2) Le point de vue philosophique

- Idée que la nature humaine est à accomplir dans la communauté des hommes, qu'elle n'est pas accomplie mais qu'il est du devoir des hommes de la mener à son point d'achèvement.

- En effet, depuis les grecs, c'est dans la raison et la rationalité qu'est fondée la nature humaine. La raison est ce par quoi les hommes se réunissent et ce par quoi un dialogue est toujours possible entre eux. La raison, par l'intermédiaire du langage, est précisément ce qui permet aux hommes de se rencontrer et de se reconnaître dans une discussion commune.

- Exemple de l'esclave du Ménon de Platon qui, bien qu'esclave, discute avec des hommes qui sont des Grecs et des philosophes. Il est capable de retrouver des vérités mathématiques qu'il n'a pas apprises mais dont son âme retrouve le souvenir sous la suite des questions que lui pose Socrate. Entre l'esclave et le philosophe, existence d'une même nature.

- Le développement des qualités de l'homme est rendu possible par son insertion dans une communauté politique. S'il y a une nature humaine, c'est une nature que l'individu seul ne saurait réaliser. Pour l'accomplissement de cette nature, l'individu a besoin des autres membres de la communauté. De sorte que la nature humaine est politique et ne se déploie que dans le rapport aux autres.

- On peut retenir l'idée que la nature humaine est à accomplir, qu'elle ne nous est pas donnée comme sa nature est donnée à l'animal dans une sorte de perfection. La nature humaine est cela même que l'homme doit conquérir dans et par l'éducation, pour ce qui regarde l'individu, et dans le devenir historique, pour ce qui concerne l'espèce humaine. Différence donc entre une nature animale peu ou prou statique (elle a déjà plus ou moins tout donné à l'animal), et une nature humaine qui se manifeste dans un dynamisme que l'homme se réapproprie.

################

• EXERCICES À TRAITER
- 1) Pouvez-vous réécrire sous forme de liste, en gardant ses faits essentiels, le paragraphe du passage sur la nature humaine qui commence par « Le développement des qualités de l'homme » ?
- 2) Pouvez-vous reprendre le passage sur la nature humaine à la suite de sa dernière phrase ?

• ENTRÉES FOURNIES
################

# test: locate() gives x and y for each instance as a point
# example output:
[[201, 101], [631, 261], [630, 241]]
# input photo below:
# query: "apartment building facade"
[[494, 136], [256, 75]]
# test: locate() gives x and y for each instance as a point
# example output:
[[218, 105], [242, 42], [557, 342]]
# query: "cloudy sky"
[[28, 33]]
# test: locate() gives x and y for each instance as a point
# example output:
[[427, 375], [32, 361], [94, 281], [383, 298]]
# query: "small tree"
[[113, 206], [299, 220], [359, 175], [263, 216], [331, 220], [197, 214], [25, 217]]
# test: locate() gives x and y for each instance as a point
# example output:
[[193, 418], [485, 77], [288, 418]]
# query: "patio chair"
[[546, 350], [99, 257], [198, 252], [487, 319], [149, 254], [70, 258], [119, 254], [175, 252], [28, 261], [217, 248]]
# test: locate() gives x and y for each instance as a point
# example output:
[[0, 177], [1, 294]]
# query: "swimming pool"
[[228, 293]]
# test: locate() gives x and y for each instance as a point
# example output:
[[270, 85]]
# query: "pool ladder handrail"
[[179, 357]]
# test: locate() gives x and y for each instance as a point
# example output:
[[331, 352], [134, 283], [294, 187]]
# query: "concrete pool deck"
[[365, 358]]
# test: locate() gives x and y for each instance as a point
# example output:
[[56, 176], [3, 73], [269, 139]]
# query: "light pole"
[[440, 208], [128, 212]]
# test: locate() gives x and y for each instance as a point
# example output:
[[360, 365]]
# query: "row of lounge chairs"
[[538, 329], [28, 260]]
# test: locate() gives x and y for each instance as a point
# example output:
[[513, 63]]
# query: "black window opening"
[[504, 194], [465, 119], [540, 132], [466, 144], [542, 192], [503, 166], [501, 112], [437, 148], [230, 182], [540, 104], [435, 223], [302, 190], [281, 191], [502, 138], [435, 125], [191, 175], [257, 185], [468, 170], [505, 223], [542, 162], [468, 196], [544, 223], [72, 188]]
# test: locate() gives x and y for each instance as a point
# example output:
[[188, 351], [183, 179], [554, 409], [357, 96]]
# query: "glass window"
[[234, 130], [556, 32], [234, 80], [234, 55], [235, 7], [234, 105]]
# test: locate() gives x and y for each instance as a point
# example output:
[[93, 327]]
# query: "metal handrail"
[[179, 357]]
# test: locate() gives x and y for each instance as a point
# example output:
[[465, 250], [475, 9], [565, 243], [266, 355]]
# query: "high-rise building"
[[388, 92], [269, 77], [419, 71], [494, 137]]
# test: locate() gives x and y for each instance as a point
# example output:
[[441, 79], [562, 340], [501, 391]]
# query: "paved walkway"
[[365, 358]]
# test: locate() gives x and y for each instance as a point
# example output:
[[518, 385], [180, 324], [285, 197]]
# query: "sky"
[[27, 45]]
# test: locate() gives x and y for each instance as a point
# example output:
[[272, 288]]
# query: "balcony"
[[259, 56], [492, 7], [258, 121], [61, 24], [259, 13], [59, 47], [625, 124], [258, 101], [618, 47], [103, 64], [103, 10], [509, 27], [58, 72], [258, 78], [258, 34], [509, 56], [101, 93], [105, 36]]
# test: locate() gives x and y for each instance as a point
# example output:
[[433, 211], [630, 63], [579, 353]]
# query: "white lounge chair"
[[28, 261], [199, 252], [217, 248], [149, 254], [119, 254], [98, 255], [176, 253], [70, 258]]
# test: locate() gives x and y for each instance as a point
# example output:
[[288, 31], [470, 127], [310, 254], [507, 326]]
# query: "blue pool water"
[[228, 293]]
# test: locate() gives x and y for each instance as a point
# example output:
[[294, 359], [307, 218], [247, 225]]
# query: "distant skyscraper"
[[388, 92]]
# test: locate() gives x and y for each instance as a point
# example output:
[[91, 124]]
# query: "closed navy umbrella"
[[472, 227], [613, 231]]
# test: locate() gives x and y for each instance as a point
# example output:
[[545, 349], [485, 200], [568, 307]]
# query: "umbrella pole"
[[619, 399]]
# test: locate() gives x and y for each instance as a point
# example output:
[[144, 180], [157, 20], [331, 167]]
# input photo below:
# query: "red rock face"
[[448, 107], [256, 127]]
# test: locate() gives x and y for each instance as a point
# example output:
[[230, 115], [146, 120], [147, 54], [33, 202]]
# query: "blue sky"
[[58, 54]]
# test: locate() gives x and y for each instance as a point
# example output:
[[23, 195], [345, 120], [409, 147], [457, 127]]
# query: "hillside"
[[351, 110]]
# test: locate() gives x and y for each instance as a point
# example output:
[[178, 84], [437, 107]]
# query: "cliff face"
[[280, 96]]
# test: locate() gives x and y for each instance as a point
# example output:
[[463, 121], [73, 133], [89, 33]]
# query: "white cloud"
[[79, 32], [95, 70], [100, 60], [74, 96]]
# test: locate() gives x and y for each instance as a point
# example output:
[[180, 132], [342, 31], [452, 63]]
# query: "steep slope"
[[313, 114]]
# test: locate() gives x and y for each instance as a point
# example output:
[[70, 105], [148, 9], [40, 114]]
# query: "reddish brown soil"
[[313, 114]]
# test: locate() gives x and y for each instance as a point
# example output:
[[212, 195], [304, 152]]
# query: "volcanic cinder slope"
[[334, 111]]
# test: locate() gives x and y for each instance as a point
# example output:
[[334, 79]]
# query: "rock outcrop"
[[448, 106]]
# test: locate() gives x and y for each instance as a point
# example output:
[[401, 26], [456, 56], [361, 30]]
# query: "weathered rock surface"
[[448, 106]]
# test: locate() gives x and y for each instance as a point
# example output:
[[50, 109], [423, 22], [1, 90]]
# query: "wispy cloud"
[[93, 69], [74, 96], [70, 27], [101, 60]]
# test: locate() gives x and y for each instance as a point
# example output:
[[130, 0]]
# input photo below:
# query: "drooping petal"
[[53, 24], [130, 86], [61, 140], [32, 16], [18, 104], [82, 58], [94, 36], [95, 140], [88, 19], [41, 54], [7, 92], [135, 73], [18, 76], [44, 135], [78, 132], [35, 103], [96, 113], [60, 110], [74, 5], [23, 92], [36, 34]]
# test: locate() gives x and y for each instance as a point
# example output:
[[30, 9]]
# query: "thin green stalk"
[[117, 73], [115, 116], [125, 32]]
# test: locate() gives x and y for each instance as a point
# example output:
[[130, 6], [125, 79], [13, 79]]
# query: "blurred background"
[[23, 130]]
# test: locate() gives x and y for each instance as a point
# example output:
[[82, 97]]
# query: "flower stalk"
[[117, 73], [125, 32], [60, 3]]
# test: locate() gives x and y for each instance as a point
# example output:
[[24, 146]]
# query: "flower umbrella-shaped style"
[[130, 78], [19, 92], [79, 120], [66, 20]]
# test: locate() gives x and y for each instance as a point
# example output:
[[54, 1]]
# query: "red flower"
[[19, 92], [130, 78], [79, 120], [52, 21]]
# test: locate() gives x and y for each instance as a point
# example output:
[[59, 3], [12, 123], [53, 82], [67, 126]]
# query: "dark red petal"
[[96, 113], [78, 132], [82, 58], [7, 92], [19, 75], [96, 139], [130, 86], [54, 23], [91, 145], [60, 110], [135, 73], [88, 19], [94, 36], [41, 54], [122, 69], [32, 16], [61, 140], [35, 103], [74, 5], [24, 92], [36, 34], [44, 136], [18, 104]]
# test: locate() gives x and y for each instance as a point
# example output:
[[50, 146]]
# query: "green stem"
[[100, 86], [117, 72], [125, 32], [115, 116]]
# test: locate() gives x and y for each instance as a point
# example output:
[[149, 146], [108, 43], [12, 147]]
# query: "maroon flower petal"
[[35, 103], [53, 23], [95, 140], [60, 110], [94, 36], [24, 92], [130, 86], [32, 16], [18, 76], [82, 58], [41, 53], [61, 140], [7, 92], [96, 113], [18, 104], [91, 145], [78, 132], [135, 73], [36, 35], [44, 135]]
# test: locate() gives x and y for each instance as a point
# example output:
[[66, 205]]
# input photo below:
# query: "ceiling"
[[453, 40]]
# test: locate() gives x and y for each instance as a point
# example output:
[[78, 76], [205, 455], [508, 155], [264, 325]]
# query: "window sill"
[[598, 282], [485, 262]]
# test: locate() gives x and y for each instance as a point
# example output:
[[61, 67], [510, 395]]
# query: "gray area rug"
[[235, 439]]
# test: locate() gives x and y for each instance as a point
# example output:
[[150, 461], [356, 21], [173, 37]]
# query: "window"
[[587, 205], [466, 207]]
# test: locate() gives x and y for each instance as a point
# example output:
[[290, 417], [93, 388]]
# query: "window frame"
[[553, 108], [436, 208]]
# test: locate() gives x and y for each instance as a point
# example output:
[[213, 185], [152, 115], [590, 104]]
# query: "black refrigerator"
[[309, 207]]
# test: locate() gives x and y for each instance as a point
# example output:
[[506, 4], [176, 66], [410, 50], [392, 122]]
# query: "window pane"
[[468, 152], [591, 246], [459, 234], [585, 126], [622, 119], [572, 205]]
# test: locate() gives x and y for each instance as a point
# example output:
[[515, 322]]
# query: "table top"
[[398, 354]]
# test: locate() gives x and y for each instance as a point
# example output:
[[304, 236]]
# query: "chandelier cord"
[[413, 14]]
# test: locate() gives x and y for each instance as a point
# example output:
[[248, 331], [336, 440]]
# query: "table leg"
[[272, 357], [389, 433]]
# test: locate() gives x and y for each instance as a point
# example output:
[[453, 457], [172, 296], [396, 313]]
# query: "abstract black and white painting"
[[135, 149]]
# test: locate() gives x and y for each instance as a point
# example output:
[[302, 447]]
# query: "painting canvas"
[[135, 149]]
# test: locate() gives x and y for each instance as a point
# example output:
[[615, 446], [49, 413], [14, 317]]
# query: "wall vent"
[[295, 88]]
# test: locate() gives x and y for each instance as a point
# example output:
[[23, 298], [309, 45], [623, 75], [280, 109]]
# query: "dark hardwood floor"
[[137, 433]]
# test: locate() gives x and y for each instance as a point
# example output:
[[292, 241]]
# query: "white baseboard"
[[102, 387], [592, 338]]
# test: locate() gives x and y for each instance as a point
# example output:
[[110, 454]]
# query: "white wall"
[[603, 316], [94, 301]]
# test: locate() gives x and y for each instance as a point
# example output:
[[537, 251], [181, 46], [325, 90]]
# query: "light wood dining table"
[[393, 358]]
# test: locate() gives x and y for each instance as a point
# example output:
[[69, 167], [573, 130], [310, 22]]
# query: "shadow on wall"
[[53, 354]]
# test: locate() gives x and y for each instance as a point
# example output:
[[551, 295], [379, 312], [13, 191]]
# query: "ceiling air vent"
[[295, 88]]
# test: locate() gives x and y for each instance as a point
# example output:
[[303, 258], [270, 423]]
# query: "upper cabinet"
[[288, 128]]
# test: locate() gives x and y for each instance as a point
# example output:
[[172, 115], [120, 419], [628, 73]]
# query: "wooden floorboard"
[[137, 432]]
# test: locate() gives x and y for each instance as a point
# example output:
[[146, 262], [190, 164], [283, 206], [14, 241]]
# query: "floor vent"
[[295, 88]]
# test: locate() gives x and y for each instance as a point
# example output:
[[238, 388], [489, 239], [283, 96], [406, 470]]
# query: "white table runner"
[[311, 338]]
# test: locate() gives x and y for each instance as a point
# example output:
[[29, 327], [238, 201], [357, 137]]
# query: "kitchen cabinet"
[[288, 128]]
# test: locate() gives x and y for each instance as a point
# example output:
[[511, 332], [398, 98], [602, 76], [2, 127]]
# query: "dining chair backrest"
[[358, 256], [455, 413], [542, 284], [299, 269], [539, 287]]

################

• RÉPONSES PAR EXERCICE
- 1)
- L'homme développe ses qualités grâce à son insertion dans une communauté politique.
- L'individu seul ne saurait réaliser la nature humaine.
- Pour l'accomplir, il a besoin des autres membres de la communauté.
- La nature humaine est donc politique et ne se déploie que dans le rapport aux autres.

- 2)
- De ce point de vue là, la nature est davantage ce qui pose un problème à l'homme que la calme évidence de la nature de l'animal. La nature humaine n'est pas de l'ordre du donné mais de l'ordre du devenir que l'homme se réapproprie pour accomplir ce qu'il est appelé à être. Il y a une nature humaine mais elle est à distance. Elle n'est pas tant ce qui est donné a priori, de toute éternité, mais cela même qu'il convient de réaliser. Notre nature est d'être historique.

- Dans Idée d'une histoire universelle au point de vue cosmopolitique, Kant explique que la tâche suprême que la nature poursuit à travers l'homme est l’institution d’une société gouvernée par le droit. La justice, comme idéal du droit, reste le fil directeur qui permet de juger l’histoire. Ce n’est que dans la société que l’homme peut être éduqué et s’élever au sein d’un Etat.

- Selon Kant, les passions elles-mêmes poussent les hommes à accepter une règle de vie commune qui limite leur liberté (les passions exacerbées jettent les hommes dans un état de détresse) . Contraints et forcés, les hommes s’unissent et se soumettent à la contrainte des lois ; à l’intérieur de ces limites, ils peuvent assouvir leurs ambitions, se discipliner et se cultiver.

- La métaphore de l’arbre et de la forêt permet d’expliquer par quel mécanisme la nature produit les progrès de la culture et du droit. De même que les arbres, lorsqu’ils sont côte à côte, sont mécaniquement amenés à s’élever, de la même façon, les hommes isolés ne peuvent développer leurs dispositions naturelles, la vie en société impose les règles du droit, elle discipline les hommes, comme la forêt permet le développement des arbres auxquels elle donne leur rectitude. Kant se représente le progrès du droit comme l’effet d’un mécanisme naturel qui, par un jeu d’un équilibre des forces, règle la vie commune des hommes. La nature réalise sans nous une société où elle nous prépare à la liberté.

- Où l'on voit que l'idée de nature humaine incarne un concept régulateur, un idéal de la raison et non un fait démontrable en tant que tel.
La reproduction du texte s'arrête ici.